→ **WHAT YOU SHOULD DO**
Only these lines of the data below are wanted: the one with "Exercise. Locate the brick", the one with "Exercise. Locate the yellow tanker", and any lines between them, each repeated exactly.

→ **DATA EXTRACTS**
▼▼▼
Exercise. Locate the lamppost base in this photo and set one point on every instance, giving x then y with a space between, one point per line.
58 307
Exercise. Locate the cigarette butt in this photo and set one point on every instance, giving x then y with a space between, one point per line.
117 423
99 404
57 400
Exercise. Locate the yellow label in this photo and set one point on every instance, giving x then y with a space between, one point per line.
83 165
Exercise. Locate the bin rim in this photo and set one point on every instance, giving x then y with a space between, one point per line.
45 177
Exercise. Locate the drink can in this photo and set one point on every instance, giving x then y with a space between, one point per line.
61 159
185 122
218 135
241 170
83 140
▲▲▲
▼▼▼
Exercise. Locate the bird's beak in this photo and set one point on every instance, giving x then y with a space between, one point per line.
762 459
▲▲▲
▼▼▼
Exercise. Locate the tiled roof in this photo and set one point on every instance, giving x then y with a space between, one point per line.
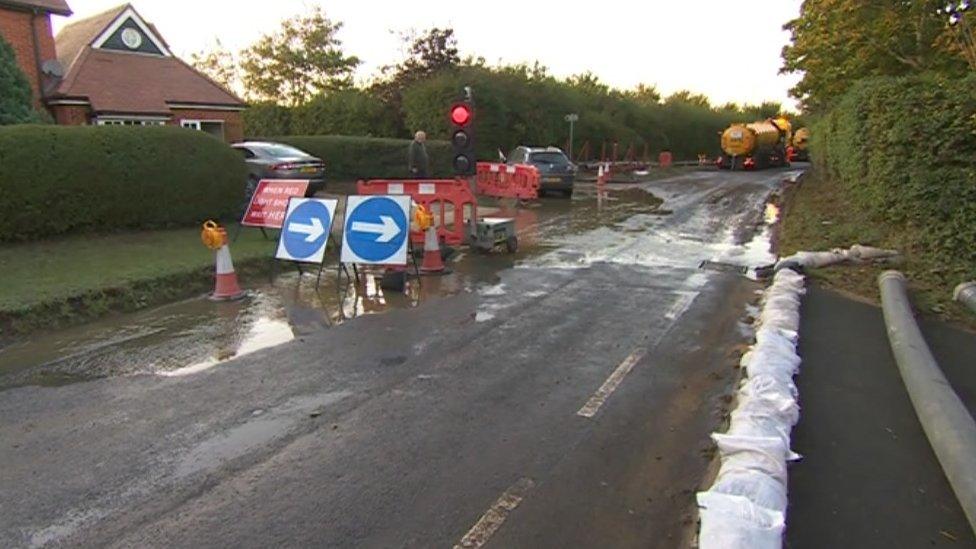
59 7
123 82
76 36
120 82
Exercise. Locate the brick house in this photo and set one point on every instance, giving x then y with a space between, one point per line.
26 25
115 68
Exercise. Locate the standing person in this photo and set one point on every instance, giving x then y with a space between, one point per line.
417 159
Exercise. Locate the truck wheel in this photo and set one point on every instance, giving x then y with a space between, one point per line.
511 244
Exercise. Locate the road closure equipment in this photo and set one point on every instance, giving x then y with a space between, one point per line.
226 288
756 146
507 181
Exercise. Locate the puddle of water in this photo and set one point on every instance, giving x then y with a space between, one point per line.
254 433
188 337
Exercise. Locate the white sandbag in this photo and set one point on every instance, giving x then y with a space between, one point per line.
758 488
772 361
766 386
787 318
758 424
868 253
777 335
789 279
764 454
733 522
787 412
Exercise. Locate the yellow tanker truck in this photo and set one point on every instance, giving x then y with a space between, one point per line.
▲▲▲
→ **SOLUTION TO THIS PROBLEM**
Exercise. Locate the brick house in this photo and set one point on every instance, giving x then y with a space between, one point per line.
26 25
115 68
Exercise. Locate the standing person in this photo and set one point on every instance, giving x then y with a space between, one point per line.
417 159
Exercise. Locate the truck wheel in this photo and set one point on every instance, giving x then y with a space between, one point per line.
511 244
Exercise. Locate the road closure equipment in this photo and set one point on every instance, giving x then y with a space between, one point per line.
226 288
756 146
507 181
Exercise. Locate the puddle of water in this photo and set one point on every instance, giving x then y with a space between, one point per line.
254 433
188 337
Exercise. Locate the white sandbag in this photo and set one point on every instance, giving x then y with a space between, one point per line.
758 488
772 361
766 386
787 318
758 424
868 253
777 335
789 279
764 454
733 522
787 412
Exercise. Locate the yellow tanker truck in this photo and set one point on every instance, giving x then y with a space between, one point per line.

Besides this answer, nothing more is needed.